- What you will do -
**A.** Answer these questions using the report on Kisumu's community health workers:
(i) How many people did the 20 CHWs in Kisumu reach with health services in May 2023?
(ii) Which health issue ranked fourth in prevalence for May?
(iii) Which organization posted a health and environment scorecard for Kenya in June?
**B.** In the report on Kisumu's community health workers, rewrite the section from "During the month" to "health training classes.", changing "24 hours" to "30 hours".
**C.** Write a continuation of the report on Kisumu's community health workers, starting right after its final sentence.

- Given passage -
Continuing to Provide Vital Health Services Amid Challenging Conditions

By Allison Kozicharow; Edited by Elizabeth Fine

The team of WiRED-trained community health workers (CHWs) in Kisumu, Kenya, reported another month of providing health education to their area residents — despite a severe drought followed by flash flooding.

During the month of May 2023, 20 CHWs in Kisumu, Kenya, reached a total of 10,041 people with health services. Working 24 hours per week, each of the CHWs met with at least 22 patients a week, and the largest number seen in a week by a single CHW was 423, most of them in health training classes.

Overall, the top health issues for the month of May were as follows, in order of prevalence:

  1. Cholera and HIV/AIDS
  2. Hygiene
  3. Sexually transmitted diseases
  4. Malaria
  5. Nutrition
  6. Tuberculosis
  7. Family planning

This June the World Health Organization (WHO) posted a health and environment scorecard for Kenya. These statistics illustrate the constant and dire conditions under which WiRED CHWs work every day.

Health and Environmental Scorecard for Kenya
Adapted from WHO, June 2023

WHO’s health snapshot for Kenya is bad enough without the additional woes brought by droughts, floods, famine and civil unrest — not to mention constant disease. WiRED CHWs not only work amid these hardships but successfully address and monitor the health needs of communities that otherwise have little or no access to health care.

Learn more here about WiRED’s Health Screening Clinic Program, a valuable community health innovation that significantly advances the CHW team’s contributions to improving the health of the neediest people in the slums of Kisumu. Stay tuned for further coverage of the program’s progress.

- Study material -
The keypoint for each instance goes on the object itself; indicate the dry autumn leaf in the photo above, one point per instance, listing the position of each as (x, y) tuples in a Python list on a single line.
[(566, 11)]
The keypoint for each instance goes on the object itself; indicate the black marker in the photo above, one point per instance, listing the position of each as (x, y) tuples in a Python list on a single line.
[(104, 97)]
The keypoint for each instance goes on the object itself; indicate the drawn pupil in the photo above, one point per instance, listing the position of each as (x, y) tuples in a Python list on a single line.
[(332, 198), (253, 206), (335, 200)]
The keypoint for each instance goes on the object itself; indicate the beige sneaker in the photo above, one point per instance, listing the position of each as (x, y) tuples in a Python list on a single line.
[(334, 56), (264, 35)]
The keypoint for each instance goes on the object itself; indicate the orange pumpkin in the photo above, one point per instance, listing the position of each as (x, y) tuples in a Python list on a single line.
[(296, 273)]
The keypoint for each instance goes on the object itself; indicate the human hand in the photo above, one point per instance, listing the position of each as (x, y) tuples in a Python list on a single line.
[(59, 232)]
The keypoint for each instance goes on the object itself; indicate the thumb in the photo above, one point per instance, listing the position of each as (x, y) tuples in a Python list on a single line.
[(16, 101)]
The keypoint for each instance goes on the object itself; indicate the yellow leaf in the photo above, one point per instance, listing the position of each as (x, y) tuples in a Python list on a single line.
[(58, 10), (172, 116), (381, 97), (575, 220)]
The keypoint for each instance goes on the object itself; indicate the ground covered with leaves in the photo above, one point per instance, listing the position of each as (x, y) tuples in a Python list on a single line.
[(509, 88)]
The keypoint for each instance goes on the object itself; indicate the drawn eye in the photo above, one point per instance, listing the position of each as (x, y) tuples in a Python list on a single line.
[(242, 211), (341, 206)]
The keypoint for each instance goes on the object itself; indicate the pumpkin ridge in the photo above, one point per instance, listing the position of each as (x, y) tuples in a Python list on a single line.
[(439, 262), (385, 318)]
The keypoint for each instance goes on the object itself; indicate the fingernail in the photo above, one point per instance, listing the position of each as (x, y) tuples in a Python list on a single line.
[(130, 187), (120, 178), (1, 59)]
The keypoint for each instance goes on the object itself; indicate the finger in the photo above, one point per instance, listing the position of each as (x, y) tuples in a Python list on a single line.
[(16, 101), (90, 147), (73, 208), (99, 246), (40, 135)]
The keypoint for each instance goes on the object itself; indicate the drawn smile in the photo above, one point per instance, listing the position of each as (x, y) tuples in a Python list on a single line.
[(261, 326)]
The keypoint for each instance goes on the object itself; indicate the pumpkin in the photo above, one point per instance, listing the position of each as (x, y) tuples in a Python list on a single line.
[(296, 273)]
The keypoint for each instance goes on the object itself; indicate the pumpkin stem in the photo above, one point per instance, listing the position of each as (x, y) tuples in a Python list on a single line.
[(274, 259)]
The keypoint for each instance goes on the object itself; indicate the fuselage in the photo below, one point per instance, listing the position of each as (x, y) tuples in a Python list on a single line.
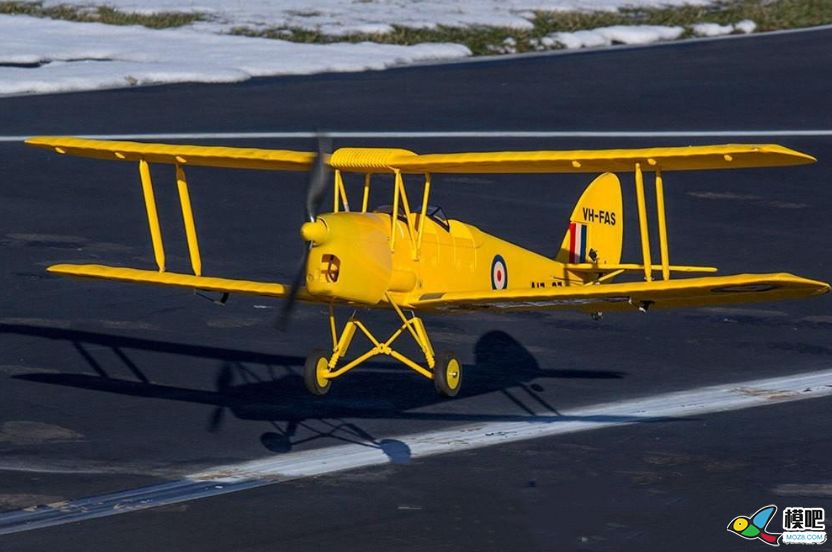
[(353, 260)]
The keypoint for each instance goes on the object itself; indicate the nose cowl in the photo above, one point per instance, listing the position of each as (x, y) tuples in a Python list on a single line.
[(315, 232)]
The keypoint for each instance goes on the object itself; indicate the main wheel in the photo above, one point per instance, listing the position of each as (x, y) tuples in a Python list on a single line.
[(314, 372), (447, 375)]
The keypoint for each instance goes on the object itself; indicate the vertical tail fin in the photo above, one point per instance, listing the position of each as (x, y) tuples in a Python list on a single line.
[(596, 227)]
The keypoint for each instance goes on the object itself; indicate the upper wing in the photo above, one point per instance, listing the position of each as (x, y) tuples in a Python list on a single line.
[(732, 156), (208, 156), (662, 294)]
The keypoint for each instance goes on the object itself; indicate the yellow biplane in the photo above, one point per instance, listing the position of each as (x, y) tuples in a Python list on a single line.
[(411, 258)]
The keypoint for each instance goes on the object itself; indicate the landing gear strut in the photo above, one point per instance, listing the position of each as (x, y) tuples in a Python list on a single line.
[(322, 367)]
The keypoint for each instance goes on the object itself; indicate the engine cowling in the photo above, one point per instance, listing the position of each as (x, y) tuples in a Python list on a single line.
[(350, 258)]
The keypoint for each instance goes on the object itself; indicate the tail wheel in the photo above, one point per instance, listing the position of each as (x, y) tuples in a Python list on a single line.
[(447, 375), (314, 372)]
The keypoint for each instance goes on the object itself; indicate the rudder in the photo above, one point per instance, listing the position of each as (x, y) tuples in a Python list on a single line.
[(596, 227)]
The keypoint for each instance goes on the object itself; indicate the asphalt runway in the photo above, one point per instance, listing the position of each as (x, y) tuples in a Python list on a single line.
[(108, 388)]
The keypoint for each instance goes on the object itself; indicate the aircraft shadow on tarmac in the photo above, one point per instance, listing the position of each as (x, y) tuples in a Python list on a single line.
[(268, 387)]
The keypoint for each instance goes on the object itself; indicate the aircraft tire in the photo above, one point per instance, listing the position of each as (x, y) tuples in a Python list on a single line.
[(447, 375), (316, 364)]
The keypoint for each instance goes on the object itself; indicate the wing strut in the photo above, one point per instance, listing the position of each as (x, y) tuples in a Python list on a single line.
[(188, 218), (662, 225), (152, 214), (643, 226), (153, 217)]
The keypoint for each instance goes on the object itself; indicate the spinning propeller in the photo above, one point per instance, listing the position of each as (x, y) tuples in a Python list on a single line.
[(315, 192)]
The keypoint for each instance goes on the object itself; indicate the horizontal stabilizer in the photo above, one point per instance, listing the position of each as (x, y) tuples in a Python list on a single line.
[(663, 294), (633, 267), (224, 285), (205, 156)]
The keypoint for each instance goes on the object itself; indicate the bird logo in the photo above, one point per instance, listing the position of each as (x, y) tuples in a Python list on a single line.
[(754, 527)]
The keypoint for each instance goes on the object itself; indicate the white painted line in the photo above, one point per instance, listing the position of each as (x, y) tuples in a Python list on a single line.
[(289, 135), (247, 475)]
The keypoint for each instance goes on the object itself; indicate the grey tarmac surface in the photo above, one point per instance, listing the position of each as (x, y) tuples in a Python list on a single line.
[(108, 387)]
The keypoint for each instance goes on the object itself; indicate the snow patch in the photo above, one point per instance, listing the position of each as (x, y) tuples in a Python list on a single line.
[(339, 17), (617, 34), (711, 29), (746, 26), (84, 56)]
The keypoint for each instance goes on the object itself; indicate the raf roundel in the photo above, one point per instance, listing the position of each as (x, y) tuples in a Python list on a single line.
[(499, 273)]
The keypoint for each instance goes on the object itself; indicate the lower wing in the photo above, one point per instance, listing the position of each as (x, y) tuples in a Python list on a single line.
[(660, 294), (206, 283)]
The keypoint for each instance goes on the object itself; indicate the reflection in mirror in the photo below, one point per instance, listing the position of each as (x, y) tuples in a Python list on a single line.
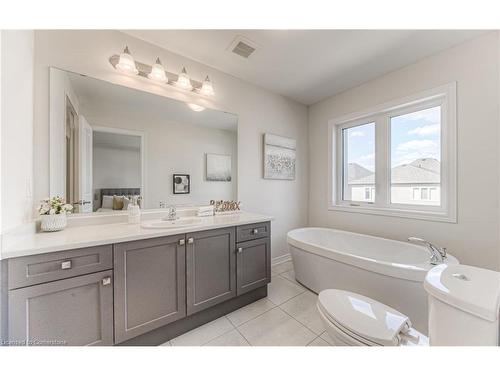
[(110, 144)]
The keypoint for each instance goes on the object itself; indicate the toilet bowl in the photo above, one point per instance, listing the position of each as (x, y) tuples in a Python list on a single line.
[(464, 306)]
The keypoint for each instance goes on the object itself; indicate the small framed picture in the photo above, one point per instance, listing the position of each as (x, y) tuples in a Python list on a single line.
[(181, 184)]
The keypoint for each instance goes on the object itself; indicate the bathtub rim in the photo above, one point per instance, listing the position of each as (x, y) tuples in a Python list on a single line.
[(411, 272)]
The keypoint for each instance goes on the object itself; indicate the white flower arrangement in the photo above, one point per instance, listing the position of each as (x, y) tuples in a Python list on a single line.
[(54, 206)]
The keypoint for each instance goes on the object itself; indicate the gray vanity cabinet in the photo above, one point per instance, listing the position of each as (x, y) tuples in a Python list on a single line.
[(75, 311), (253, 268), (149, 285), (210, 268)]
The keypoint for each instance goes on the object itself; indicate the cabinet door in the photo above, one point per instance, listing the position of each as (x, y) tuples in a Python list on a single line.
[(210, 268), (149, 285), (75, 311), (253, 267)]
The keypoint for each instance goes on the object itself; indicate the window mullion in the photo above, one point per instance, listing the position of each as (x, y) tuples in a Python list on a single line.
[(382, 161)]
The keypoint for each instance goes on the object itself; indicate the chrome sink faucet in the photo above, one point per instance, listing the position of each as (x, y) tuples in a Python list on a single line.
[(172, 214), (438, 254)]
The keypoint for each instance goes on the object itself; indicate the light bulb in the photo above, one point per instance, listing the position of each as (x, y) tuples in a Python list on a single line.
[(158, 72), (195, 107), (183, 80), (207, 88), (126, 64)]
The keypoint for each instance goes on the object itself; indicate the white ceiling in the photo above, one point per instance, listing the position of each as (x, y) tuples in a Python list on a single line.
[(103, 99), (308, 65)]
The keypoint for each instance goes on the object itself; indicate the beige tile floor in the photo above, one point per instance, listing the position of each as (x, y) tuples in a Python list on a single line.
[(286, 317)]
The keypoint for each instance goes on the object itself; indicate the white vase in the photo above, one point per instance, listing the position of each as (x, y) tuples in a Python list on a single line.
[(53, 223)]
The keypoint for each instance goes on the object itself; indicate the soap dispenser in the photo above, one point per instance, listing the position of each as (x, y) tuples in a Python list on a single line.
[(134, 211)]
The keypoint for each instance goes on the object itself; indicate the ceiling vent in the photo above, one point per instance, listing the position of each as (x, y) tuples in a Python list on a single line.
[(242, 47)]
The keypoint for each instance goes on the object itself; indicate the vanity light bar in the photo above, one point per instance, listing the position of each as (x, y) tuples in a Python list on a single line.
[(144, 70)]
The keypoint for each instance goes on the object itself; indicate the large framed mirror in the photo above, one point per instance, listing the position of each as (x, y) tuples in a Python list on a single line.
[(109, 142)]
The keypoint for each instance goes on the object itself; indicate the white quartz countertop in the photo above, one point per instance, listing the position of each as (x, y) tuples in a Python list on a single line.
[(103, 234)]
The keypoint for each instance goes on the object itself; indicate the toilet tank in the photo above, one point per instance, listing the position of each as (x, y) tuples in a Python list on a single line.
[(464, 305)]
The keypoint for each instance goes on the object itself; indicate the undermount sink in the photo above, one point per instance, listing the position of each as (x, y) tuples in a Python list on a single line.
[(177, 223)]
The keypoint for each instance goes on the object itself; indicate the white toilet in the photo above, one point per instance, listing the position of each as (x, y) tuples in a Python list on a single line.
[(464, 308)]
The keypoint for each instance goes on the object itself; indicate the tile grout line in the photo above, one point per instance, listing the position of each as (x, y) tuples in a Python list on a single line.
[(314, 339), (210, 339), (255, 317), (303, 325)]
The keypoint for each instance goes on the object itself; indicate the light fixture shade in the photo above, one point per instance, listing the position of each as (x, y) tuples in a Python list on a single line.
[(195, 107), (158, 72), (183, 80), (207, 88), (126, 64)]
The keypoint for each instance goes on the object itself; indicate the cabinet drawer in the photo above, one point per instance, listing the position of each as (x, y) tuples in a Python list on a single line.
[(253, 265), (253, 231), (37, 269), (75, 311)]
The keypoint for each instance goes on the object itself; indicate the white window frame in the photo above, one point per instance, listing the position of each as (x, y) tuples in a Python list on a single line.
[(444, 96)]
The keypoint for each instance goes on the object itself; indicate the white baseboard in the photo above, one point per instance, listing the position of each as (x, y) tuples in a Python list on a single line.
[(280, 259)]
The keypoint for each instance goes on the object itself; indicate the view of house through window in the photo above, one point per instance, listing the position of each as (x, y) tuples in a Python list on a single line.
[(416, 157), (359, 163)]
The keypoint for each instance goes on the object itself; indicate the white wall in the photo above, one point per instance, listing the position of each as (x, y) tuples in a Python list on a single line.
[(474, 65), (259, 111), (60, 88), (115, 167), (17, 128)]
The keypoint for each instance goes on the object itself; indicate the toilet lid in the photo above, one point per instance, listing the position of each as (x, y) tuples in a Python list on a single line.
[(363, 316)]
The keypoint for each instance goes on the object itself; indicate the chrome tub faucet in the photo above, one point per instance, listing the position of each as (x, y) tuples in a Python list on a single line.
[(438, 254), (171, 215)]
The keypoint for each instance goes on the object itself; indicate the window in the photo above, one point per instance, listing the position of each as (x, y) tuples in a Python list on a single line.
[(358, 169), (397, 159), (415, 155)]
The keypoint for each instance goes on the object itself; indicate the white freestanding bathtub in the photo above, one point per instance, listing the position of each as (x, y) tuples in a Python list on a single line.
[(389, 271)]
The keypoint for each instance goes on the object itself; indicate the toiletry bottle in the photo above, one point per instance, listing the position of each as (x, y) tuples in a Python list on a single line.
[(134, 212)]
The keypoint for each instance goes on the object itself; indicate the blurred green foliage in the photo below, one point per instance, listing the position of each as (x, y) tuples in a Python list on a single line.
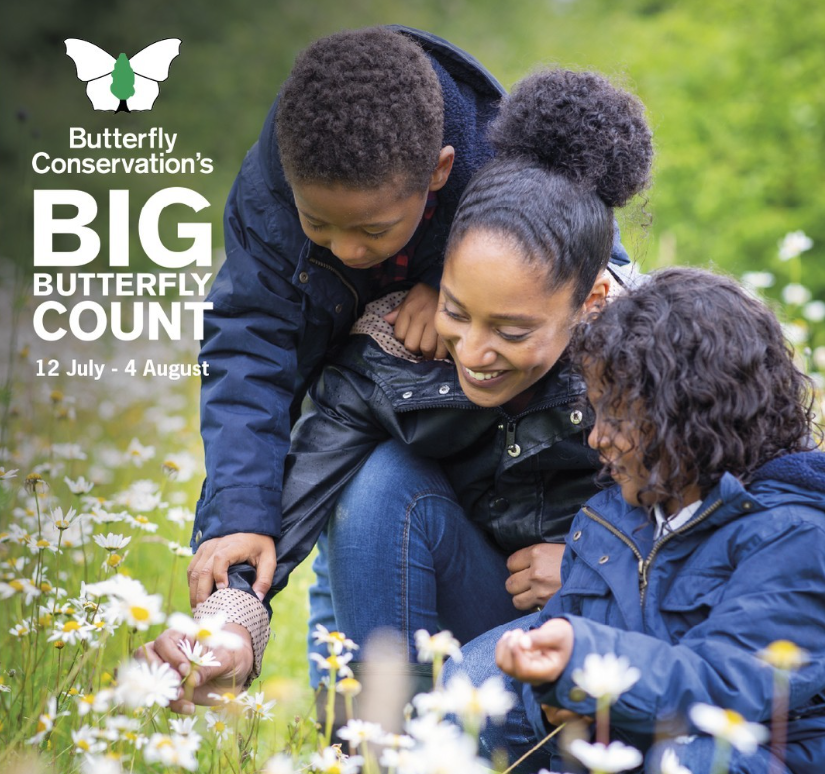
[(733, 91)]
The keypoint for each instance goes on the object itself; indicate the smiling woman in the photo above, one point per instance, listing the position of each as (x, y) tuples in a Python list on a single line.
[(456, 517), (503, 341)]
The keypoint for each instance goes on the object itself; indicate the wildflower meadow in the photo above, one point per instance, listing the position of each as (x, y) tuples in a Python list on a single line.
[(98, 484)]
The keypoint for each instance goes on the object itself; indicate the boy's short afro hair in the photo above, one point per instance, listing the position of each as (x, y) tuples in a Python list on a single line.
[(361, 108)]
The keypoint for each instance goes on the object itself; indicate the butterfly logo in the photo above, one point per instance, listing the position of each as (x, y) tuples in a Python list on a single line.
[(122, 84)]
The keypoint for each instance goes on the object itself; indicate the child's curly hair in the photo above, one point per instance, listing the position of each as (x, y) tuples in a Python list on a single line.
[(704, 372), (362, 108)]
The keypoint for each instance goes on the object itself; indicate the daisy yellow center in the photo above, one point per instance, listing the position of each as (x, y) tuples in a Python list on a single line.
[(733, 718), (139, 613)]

- Answer set -
**A.**
(i) 10,041 people
(ii) Malaria
(iii) The World Health Organization (WHO)

**B.**
During the month of May 2023, 20 CHWs in Kisumu, Kenya, reached a total of 10,041 people with health services. Working 30 hours per week, each of the CHWs met with at least 22 patients a week, and the largest number seen in a week by a single CHW was 423, most of them in health training classes.

**C.**
Stories from the field as reported by WiRED CHWs

 

Boosting Nutrition

Pauline Adhiambo

I taught my community the importance of having a kitchen garden during the rainy season. My aim was to improve community health, expand nutritional awareness, bring the community closer together and produce more fruit and vegetables for local food banks. People responded wholeheartedly! They saw that a kitchen garden occupies a small plot size, is located near homes, offers a diversity of crops and is easily adaptable by the poor with limited resources. The available fruit also helps boost the immune system.

—CHW Pauline Adhiambo

 

Two Malaria Successes

Lency Mmbone

During my work I came across whole households affected by malaria due to the rainy season, when the mosquitoes multiply the most. The area is densely populated, and the people don’t have enough mosquito nets for everyone, and the ones they have are torn. As a CHW I educated my community about the importance of clearing bushes and covering dirty water. and draining stagnant waters. They followed my instructions, and malaria is being controlled better now.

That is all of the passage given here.